Content starts

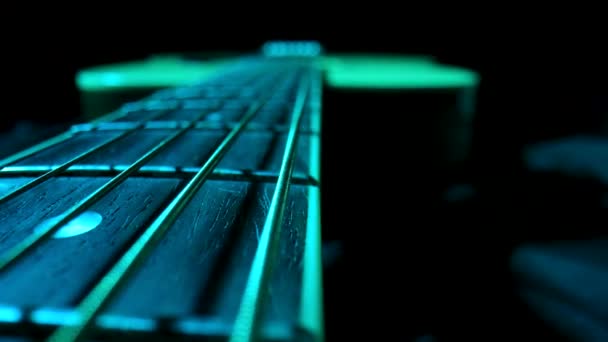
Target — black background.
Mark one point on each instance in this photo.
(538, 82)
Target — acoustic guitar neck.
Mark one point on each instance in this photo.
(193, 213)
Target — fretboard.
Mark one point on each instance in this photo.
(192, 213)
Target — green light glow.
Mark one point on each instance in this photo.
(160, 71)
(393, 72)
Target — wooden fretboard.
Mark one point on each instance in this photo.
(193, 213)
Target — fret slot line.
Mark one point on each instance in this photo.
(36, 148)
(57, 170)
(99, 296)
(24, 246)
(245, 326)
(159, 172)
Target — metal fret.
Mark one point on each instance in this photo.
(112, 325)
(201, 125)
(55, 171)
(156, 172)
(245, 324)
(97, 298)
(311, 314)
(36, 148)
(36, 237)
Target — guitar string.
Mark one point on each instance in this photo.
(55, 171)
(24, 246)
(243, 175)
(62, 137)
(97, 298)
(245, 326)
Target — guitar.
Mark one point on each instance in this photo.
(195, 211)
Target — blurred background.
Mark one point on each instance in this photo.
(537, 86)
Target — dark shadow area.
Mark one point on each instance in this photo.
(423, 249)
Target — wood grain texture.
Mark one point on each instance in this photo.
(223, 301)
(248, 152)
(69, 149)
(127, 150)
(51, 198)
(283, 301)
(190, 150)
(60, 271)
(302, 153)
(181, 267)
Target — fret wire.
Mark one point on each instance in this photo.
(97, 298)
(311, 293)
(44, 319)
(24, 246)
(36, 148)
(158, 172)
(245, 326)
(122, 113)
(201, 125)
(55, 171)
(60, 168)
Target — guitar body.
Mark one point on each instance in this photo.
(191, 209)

Content ends

*Task instructions*: The result should be every line that contains "fretboard", copied from the entries.

*Answer to this task*:
Target — fretboard.
Target — wooden fretboard.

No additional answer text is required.